_Description of the task_. Beginning with the line where "of the carport" appears, retype every remaining line of the data below, both the first and last included.

(Referring expression data)
━━━━

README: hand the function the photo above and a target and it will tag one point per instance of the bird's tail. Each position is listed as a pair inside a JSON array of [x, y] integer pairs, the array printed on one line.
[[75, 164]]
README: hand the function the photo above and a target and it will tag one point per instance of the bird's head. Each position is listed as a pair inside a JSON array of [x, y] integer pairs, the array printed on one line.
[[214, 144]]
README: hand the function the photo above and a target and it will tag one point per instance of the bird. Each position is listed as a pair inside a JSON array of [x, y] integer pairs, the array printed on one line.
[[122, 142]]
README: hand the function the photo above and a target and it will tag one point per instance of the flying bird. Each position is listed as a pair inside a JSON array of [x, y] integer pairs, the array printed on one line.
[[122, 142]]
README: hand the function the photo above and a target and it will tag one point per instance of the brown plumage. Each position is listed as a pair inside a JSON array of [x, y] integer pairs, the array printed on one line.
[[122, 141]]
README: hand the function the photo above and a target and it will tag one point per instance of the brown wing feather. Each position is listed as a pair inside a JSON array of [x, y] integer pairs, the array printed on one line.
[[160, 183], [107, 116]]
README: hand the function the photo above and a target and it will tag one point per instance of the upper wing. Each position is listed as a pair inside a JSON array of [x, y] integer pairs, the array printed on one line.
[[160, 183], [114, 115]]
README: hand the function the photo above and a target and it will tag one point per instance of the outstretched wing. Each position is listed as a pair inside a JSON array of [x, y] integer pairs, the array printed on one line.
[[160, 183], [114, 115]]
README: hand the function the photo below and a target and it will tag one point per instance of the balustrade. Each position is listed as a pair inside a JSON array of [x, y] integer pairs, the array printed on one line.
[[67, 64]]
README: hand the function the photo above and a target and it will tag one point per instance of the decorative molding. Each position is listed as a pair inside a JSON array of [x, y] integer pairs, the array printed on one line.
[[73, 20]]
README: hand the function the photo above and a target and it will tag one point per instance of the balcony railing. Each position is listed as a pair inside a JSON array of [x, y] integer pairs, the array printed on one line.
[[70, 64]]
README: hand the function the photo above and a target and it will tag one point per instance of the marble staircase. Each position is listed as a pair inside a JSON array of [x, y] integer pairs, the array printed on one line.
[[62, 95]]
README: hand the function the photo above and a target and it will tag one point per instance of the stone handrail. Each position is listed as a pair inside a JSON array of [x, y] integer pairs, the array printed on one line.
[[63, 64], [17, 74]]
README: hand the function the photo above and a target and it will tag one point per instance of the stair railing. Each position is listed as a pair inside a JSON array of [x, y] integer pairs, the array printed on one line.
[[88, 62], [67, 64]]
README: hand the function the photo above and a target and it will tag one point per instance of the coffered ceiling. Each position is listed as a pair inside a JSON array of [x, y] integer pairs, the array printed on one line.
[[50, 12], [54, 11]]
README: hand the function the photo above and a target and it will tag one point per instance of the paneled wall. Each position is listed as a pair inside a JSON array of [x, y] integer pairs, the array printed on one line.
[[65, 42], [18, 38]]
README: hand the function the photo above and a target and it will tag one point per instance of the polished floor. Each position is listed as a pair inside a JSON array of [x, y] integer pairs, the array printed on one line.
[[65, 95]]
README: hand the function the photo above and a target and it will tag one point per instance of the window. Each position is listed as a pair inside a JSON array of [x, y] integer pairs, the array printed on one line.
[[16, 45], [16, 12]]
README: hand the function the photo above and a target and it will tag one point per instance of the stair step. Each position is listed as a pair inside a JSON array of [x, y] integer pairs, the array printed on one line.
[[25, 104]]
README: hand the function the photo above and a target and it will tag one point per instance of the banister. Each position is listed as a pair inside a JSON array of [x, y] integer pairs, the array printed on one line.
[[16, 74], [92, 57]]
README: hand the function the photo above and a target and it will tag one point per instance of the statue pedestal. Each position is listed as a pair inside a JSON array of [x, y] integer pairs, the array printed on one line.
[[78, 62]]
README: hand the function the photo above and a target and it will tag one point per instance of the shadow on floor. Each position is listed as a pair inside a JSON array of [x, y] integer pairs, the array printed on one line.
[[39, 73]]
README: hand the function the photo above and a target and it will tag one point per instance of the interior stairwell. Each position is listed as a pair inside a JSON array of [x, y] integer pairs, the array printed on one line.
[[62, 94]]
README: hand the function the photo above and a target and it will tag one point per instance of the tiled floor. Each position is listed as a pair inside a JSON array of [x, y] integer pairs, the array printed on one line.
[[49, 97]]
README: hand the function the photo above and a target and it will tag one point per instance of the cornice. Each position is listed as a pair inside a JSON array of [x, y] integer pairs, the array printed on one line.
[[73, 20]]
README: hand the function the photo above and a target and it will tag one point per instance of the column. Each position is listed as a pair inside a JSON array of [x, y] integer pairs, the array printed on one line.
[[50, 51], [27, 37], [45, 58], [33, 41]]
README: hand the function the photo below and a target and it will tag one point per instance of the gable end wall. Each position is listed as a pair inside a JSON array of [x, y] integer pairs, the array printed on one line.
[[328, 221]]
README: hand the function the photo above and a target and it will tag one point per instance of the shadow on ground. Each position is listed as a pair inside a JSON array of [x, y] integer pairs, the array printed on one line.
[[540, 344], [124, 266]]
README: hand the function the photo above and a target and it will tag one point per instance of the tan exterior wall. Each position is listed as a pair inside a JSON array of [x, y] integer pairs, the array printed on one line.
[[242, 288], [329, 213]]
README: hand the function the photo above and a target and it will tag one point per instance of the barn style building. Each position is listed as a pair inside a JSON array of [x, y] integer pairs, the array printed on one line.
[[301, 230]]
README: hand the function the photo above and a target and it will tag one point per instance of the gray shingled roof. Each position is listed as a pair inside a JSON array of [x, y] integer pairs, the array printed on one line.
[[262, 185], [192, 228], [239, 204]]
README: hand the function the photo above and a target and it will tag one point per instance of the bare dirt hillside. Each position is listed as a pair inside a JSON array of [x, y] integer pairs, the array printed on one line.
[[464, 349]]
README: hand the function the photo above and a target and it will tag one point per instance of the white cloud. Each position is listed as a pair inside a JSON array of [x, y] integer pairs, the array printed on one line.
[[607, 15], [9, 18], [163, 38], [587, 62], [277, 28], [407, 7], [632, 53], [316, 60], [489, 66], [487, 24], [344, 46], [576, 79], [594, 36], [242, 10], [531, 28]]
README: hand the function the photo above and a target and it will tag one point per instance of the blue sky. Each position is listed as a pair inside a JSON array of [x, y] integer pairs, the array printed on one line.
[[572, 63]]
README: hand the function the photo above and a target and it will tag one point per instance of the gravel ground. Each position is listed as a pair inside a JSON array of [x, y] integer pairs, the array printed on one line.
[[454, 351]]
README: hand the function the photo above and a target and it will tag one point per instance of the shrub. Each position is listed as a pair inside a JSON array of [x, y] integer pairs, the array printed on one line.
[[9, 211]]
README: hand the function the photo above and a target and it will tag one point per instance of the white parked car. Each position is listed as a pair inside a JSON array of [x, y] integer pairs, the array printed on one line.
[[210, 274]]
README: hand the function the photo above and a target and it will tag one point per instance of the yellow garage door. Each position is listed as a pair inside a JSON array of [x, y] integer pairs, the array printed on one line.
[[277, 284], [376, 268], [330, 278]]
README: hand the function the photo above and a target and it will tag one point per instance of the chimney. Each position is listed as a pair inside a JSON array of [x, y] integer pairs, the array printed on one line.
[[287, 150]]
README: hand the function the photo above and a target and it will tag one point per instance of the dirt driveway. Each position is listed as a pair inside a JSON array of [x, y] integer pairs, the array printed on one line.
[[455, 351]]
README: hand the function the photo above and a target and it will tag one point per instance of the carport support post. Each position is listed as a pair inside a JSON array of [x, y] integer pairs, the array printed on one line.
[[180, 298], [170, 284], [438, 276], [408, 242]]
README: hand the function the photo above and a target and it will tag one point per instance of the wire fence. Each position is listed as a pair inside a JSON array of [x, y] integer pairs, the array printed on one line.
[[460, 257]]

━━━━

_Result of this exercise_.
README: hand the function the photo above and a target and it will tag one point per instance of the carport support post. Each position is listed as a pair inside a JSON array of [x, y] integer pairs, the array printed on one line.
[[180, 298], [170, 284], [438, 276], [408, 242]]
README: hand the function the photo above and a target and it will tag one point per instance of the wire fence. Each position is listed as a pair inside a JSON array of [x, y] integer pairs, the array printed on one line.
[[460, 257]]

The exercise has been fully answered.